Data provided:
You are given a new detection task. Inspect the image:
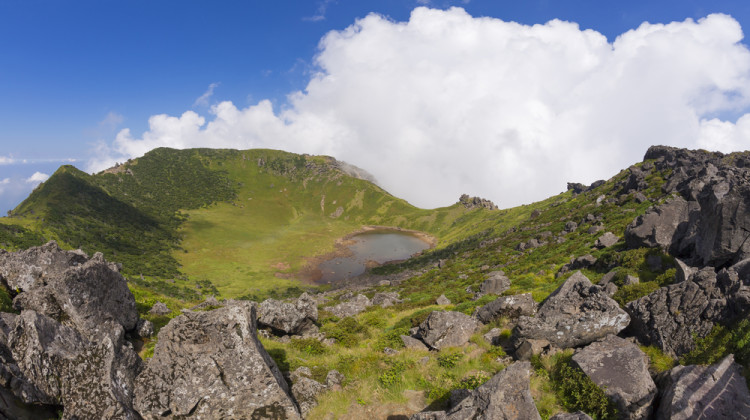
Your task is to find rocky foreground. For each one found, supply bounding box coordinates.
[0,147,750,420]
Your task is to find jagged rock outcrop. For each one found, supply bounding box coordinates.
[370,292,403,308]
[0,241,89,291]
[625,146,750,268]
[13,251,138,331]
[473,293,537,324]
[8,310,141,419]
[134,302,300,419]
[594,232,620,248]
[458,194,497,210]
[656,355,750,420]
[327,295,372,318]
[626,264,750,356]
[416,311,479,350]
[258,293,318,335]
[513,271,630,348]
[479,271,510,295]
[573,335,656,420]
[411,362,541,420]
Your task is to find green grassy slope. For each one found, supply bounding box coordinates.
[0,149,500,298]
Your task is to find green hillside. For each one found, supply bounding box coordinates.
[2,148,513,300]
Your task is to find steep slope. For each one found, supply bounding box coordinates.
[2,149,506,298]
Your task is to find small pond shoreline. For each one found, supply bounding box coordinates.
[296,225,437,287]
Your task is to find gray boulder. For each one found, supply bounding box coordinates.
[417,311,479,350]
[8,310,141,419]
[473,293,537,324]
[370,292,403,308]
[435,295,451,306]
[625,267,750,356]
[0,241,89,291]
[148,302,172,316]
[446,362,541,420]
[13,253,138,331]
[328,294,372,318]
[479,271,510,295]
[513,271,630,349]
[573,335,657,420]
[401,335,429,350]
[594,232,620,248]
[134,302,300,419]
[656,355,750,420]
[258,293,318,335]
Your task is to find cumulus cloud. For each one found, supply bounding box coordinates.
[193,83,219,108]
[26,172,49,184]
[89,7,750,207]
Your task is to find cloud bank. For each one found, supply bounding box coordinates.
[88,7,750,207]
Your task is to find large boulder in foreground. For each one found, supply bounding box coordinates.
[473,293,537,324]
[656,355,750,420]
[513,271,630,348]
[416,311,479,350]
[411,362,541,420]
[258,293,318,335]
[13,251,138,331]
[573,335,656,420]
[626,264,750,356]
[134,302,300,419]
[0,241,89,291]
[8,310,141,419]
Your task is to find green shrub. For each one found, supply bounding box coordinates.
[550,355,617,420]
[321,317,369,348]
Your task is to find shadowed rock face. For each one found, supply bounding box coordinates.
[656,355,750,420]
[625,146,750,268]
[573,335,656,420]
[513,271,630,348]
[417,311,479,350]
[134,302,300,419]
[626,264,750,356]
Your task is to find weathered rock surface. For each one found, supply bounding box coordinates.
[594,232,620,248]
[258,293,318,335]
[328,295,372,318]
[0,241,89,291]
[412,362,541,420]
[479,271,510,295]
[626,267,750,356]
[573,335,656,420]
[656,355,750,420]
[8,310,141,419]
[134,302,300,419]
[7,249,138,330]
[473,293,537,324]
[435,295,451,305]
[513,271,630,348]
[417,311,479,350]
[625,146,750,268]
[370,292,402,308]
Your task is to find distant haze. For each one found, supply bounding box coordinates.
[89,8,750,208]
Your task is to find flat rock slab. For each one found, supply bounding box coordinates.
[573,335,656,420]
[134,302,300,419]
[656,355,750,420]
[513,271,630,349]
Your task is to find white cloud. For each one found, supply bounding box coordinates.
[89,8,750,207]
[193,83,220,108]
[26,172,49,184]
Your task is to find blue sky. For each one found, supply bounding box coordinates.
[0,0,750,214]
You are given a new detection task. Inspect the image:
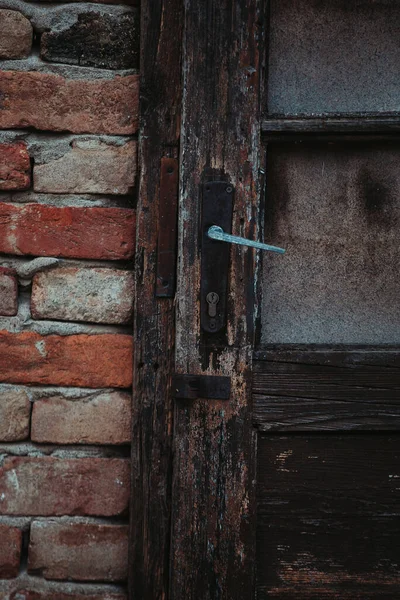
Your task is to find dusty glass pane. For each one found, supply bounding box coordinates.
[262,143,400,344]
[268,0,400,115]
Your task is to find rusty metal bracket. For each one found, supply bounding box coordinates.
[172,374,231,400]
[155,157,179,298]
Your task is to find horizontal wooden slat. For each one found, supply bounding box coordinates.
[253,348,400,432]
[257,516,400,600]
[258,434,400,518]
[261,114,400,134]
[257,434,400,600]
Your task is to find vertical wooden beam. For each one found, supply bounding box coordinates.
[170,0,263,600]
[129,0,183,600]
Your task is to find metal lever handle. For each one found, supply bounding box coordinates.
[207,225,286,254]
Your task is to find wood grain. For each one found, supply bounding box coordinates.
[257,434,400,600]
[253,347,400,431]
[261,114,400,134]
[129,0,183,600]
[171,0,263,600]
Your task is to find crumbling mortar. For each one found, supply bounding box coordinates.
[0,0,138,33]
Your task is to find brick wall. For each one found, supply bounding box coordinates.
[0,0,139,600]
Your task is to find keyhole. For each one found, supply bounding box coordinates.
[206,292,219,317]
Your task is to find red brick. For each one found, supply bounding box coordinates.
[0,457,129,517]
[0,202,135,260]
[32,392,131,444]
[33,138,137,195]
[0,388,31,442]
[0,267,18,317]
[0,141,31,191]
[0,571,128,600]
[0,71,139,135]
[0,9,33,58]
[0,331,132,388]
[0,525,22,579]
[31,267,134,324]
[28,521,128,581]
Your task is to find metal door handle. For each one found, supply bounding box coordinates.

...

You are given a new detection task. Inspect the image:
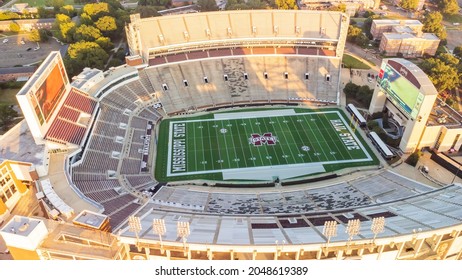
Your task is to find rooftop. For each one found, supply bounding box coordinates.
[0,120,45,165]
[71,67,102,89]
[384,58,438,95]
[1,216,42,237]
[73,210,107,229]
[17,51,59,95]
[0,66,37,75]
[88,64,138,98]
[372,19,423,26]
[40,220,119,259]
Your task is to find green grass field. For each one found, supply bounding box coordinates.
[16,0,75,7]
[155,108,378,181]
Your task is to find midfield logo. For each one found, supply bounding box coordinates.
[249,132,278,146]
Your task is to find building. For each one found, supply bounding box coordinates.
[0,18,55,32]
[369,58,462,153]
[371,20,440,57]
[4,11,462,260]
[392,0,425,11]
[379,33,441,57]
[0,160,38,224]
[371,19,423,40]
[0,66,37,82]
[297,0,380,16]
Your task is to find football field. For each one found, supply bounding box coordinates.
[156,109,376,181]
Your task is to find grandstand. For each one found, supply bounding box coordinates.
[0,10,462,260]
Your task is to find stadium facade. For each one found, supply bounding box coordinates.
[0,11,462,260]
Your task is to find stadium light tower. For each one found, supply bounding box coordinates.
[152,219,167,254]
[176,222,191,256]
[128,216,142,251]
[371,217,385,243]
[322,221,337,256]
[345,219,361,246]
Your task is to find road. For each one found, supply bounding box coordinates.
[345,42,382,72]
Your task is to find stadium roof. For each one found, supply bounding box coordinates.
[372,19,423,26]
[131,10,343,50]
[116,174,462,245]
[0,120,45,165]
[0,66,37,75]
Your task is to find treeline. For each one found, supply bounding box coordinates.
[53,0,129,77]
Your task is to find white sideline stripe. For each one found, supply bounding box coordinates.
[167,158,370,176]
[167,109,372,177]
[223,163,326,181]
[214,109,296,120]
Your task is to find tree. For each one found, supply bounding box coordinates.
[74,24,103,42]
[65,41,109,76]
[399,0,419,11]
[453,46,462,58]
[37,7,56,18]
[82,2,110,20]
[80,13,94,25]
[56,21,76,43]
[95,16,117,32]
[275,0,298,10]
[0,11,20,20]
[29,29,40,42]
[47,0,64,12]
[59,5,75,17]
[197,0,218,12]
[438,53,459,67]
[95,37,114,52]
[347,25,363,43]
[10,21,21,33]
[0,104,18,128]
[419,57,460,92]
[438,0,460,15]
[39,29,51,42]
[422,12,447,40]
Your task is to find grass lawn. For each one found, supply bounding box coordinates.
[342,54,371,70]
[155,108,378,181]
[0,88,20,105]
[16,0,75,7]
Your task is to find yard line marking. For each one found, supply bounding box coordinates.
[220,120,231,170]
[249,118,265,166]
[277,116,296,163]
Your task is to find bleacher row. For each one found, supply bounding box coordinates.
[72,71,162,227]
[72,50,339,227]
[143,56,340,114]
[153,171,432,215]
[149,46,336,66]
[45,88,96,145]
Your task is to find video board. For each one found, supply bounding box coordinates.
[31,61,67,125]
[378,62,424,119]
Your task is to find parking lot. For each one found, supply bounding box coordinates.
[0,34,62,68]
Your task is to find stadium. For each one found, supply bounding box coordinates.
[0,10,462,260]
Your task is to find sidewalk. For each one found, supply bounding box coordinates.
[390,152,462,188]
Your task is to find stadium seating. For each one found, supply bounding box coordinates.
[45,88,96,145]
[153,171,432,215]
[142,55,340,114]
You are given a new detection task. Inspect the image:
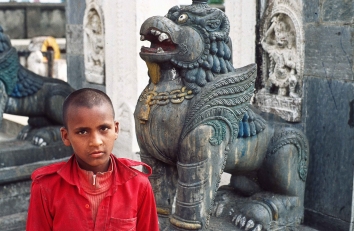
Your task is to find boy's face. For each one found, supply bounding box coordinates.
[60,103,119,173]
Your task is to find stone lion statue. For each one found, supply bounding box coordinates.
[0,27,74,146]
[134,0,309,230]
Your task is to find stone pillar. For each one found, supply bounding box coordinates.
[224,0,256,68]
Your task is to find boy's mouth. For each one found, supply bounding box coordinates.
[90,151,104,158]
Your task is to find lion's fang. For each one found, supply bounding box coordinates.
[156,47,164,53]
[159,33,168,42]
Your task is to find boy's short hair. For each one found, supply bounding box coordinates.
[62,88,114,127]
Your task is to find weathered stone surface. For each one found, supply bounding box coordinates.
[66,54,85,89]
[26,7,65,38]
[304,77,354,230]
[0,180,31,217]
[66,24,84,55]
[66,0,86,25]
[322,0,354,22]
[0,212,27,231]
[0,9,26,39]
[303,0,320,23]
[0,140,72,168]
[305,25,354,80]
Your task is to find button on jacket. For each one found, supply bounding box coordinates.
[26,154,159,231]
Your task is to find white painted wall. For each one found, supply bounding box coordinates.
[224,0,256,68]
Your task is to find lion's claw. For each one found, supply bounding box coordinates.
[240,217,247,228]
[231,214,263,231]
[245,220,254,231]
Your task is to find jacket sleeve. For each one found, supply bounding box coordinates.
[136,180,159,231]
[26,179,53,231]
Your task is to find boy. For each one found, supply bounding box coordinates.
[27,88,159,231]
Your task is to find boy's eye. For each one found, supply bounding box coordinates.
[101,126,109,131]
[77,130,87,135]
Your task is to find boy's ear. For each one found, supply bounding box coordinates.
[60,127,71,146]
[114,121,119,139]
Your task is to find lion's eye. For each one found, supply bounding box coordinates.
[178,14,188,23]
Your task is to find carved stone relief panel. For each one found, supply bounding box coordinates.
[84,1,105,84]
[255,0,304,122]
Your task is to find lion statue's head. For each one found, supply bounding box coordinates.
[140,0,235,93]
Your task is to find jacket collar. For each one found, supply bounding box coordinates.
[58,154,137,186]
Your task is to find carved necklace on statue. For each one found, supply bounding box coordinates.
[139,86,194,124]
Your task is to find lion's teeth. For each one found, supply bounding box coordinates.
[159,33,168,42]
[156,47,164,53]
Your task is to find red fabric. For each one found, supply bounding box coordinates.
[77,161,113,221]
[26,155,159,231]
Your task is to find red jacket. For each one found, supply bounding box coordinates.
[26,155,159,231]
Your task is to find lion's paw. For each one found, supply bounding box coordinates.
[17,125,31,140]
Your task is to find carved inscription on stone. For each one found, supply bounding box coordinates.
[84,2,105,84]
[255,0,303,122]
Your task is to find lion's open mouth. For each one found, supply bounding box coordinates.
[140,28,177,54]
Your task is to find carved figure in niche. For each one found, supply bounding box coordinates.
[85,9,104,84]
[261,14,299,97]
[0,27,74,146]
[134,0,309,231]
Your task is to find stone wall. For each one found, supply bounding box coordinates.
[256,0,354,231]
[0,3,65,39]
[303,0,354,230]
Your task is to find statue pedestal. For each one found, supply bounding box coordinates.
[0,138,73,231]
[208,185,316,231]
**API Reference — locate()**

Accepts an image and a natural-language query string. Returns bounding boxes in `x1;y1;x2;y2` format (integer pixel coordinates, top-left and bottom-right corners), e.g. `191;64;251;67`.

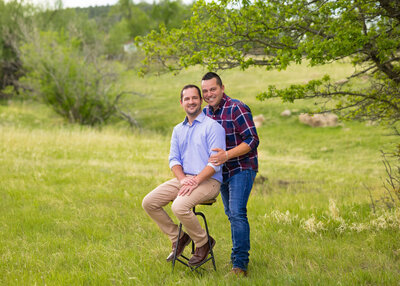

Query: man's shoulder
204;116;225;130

---

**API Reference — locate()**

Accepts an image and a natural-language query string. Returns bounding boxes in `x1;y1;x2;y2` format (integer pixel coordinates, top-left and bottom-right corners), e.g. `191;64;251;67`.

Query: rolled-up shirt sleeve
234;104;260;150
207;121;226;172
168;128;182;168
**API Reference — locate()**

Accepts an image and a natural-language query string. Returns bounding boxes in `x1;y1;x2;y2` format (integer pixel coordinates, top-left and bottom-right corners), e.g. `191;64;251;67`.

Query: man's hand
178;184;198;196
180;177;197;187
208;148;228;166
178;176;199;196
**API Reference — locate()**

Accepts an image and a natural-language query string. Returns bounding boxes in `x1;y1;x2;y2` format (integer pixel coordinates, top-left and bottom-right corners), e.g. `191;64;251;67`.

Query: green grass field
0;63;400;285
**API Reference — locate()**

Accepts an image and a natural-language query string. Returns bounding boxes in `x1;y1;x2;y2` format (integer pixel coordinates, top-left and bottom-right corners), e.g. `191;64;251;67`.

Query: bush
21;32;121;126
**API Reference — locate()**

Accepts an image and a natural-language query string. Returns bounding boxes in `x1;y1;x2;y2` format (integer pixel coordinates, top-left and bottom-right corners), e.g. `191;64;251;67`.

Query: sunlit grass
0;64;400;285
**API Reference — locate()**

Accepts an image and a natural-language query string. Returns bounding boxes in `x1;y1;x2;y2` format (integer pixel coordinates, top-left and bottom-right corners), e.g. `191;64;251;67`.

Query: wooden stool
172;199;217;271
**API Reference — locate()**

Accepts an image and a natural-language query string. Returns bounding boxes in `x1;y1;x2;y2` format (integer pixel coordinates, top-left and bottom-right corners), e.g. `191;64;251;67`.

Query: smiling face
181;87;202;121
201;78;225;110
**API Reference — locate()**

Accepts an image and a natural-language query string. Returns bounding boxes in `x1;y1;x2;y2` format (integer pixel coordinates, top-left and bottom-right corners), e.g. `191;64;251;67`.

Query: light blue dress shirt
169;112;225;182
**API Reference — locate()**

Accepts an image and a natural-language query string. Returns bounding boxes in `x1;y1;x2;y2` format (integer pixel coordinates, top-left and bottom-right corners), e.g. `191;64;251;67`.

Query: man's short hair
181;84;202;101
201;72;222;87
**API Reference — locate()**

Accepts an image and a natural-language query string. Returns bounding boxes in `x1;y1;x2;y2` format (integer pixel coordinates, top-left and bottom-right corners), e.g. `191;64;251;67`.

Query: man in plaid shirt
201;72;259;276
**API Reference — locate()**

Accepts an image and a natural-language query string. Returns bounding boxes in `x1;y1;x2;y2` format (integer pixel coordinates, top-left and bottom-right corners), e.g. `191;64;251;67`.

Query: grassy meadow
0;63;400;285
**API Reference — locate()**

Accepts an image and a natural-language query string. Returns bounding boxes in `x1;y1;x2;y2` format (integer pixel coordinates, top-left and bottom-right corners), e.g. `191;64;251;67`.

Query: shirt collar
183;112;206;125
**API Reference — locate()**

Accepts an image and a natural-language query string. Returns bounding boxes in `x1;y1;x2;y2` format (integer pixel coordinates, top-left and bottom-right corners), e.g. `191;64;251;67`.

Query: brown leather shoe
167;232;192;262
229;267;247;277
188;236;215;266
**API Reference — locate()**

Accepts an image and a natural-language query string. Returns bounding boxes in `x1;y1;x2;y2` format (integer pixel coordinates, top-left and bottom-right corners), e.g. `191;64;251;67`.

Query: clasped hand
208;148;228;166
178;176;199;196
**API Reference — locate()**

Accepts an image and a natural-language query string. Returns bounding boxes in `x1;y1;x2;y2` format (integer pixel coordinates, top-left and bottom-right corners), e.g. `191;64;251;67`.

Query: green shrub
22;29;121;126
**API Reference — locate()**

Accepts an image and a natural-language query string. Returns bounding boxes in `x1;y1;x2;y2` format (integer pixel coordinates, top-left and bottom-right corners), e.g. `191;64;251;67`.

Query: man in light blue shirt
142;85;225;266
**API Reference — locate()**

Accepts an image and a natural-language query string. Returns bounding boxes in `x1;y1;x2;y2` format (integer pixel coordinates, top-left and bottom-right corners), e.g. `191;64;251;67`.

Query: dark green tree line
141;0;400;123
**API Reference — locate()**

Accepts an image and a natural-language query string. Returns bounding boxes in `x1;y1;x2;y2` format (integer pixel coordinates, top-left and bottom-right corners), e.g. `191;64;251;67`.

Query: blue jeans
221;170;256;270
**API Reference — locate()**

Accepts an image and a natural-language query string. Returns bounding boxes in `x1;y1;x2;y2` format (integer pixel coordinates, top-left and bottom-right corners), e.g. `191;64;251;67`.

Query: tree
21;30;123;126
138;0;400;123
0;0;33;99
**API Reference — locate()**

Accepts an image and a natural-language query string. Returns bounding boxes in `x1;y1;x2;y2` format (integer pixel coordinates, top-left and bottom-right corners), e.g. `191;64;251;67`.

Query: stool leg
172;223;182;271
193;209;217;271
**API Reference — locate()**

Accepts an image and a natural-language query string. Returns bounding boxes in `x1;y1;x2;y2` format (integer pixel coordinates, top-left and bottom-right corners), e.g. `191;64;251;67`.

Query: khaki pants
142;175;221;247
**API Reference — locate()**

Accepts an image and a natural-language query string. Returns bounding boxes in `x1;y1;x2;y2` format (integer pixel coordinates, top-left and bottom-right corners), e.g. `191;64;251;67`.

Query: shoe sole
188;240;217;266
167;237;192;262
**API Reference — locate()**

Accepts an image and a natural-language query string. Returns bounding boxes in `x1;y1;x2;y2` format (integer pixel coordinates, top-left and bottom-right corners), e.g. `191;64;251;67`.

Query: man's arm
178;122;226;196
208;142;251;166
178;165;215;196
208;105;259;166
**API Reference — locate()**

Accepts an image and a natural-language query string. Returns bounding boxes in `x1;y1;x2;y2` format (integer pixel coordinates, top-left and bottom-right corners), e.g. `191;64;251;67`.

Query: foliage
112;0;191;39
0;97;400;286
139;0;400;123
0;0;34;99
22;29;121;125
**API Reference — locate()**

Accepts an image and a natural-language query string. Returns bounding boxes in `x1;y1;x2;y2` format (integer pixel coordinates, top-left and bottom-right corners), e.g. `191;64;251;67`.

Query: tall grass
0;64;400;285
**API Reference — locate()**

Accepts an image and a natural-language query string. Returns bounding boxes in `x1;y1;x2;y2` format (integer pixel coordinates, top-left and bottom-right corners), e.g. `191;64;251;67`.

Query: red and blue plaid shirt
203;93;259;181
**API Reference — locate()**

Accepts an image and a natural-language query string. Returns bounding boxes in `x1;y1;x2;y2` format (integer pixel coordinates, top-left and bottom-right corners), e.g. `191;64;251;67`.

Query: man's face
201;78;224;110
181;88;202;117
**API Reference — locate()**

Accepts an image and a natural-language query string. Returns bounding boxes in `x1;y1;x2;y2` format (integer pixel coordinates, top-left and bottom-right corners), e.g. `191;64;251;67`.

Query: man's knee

Written exercise: Rescale the entries between the lines holding "Your task is to find boy's eye." and "[178,14,188,23]", inclusive, and give only those lines, requests included. Multiply every bounding box coordinate by 2.5 and round it to a whole number, with halves rounded up.

Solution to this problem:
Your task is to find boy's eye. For each one found, supply bounding box coordinates.
[253,315,273,328]
[193,325,218,338]
Your task is to find boy's ear. For each one found, supply bounding box coordinates.
[150,318,178,365]
[285,303,298,348]
Your task is to find lion's eye. For each one found, supply bounding box coordinates.
[445,35,470,58]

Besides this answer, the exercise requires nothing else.